### Task prompt
The records should be repeated word for word, pictures excluded.

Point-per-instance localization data

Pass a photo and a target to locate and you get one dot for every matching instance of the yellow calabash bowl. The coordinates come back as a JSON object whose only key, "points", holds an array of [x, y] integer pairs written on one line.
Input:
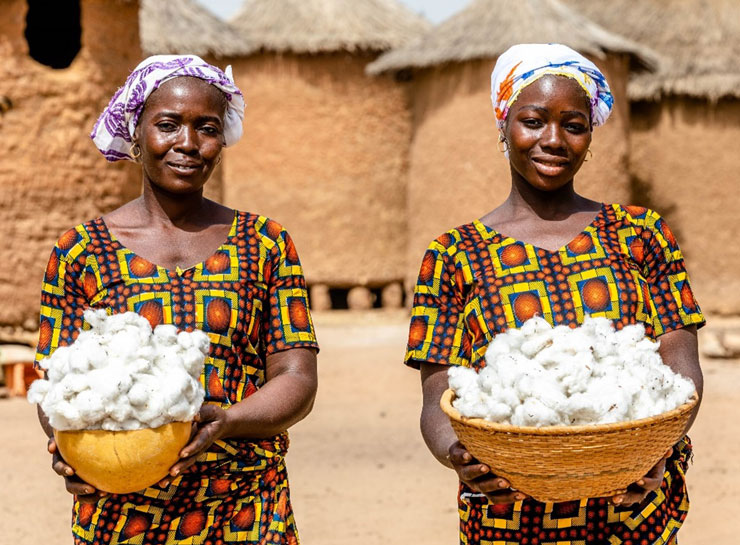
{"points": [[121, 462]]}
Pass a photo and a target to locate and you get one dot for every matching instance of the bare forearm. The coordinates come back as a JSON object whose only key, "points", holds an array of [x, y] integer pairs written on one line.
{"points": [[280, 403], [438, 434], [44, 421]]}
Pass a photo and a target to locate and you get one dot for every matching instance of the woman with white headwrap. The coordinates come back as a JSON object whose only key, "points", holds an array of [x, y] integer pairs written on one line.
{"points": [[548, 251], [176, 257]]}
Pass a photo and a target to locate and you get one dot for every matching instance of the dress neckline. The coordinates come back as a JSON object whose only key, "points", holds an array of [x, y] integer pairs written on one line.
{"points": [[177, 270], [489, 232]]}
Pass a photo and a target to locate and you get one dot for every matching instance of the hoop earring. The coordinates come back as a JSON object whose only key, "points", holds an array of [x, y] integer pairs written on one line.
{"points": [[135, 151]]}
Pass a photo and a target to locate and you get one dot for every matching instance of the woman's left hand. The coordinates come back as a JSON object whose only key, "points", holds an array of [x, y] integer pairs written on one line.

### Result
Pass a photo and a target to locate and you get one dot for every matching instance of the yellow calabash bowl. The coordinates come back as a JSON object whose only key, "points", holds an array of [x, y] integer pairs written on one line.
Input:
{"points": [[121, 462]]}
Pass a photo and a target to locate and you get one dot for every matching instance of the bare forearm. The coordinates come back as a JSON object whose only key, "points", holds an array of [x, y] integer pairs written on one line.
{"points": [[280, 403], [438, 434], [44, 421]]}
Pass a photo and a target to locate and you get one dot for every matching instance of the woman with white headwrap. The coordinates come back as a JSON object whose only key, "points", holds an array of [x, y] integer pairs written on one line.
{"points": [[548, 251], [176, 257]]}
Pass a photo and a target to locate and you get one dot for every matching instance of the dress neckline. The coordinates come back as a JSON object whose only key, "points", holds an array of [x, y] integer pairs written on one line.
{"points": [[177, 270], [489, 232]]}
Pass a photo and a target to locate and you get one dot for every matching instance of the hoop earring. The coordinates come back as a JSON object whose only key, "points", holds an array of [x, y] integer pairs written on one line.
{"points": [[135, 151]]}
Pass a photo and a target to locate and you get one dot for every matching instance of the woman's left hand. The coordinates come back as a JSON object whose only key, "points", holds an array of [x, y] integer pairs written on one line.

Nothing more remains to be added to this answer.